Consciousness as A Working Definition but Not A Philosophical Enquiry in AI

1. Characteristics of Conceptualization

An important feature of the human mind is conceptualization. The conceptualization is the process of going from an idea to a corresponding definition. An initial idea or an intuitive insight can involve many attributes. One of the purposes of conceptualization is to make trade-offs among these attributes. If one wants to say everything, then it most likely results in saying nothing. Definition is an advanced stage of concept development, which must select discriminately from its possible attributes.

In the field of artificial intelligence, there are two concepts that have these properties: “if you don't say it, it's always there with you”; “if you say it, it is always incomplete.” The first is consciousness, and the second is intelligence. These concepts not only show the power of the human mind, but also reflect the limitations of human cognition. The concept of artificial intelligence itself is the embodiment of this evolution process.

In the language of dynamics analysis, there are two ways to describe the evolution of this concept: the Hamiltonian formalism and the Lagrangian formalism. The former requires an initial outline of a concept and to observe its evolution. The latter sets its initial and final properties, and then studies the path that leads to the minimum action occurring in the process. Both are effective ways to study the conceptualization process of artificial intelligence. When the particular function and its states are not given, the two become Hamiltonian operator and Lagrangian operator. The operator provides the structure, and in the language of category theory, the structure is the functor. [3] Therefore, the two can be regarded as the Hamilton functor and the Lagrange functor.

The purpose of this paper is to take advantage of the Gödel numbering method, and to treat it as a functor. By applying the Gödel functor on consciousness, we introduce the notion of Gödel consciousness. The philosophical inquiry about consciousness can be endless. Needless to say, the commonly agreed definition of consciousness in artificial intelligence most likely not be reached in the near future. The notion of Gödel consciousness is introduced as a working definition, which specifically takes an operator approach. For a given sentence L, its Gödel consciousness is a specific conscious state of that L. Accordingly, a self-referential structure involving Gödel consciousness is also a functor (G-functor), which can be used to construct natural transformations between different domains.

2. The Significance of the Independence Result

Alexius Meinong once remarked of consciousness in traditional epistemology and philosophy of mind as follows, “Consciousness is a kind of irreducible directedness, being through some intentional content, toward some possible object without requiring the existence of that possible object.” [1] Here the concept of consciousness is characterized by directedness, throughness, and towardness.

This working definition is useful in certain contexts. For instance, sub-economic dynamics (and sub-cognitive dynamics) [8] is based on the quantum chromodynamics (QCD) as a reference modeling framework. It interprets consciousness using the strong force mediated by gluons. The purpose of this treatment is to give consciousness a relativistic nature, that is, consciousness that is light-like and bosonic. This treatment is a limited and restricted definition. Meinong's concept of consciousness complements this working definition.

> _Information shown_:

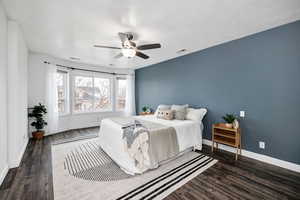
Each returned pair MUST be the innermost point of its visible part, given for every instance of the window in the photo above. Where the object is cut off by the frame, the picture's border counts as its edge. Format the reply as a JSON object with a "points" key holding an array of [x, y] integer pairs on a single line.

> _Work instructions_:
1 - Quote the consciousness article between "Consciousness as A" and "its possible attributes.", inclusive.
2 - In the consciousness article, what two ways of describing the evolution of a concept does the language of dynamics analysis offer?
The listing comes from a different source than the consciousness article.

> _Solutions by task_:
1 -
Consciousness as A Working Definition but Not A Philosophical Enquiry in AI

1. Characteristics of Conceptualization

An important feature of the human mind is conceptualization. The conceptualization is the process of going from an idea to a corresponding definition. An initial idea or an intuitive insight can involve many attributes. One of the purposes of conceptualization is to make trade-offs among these attributes. If one wants to say everything, then it most likely results in saying nothing. Definition is an advanced stage of concept development, which must select discriminately from its possible attributes.

2 - The Hamiltonian formalism and the Lagrangian formalism.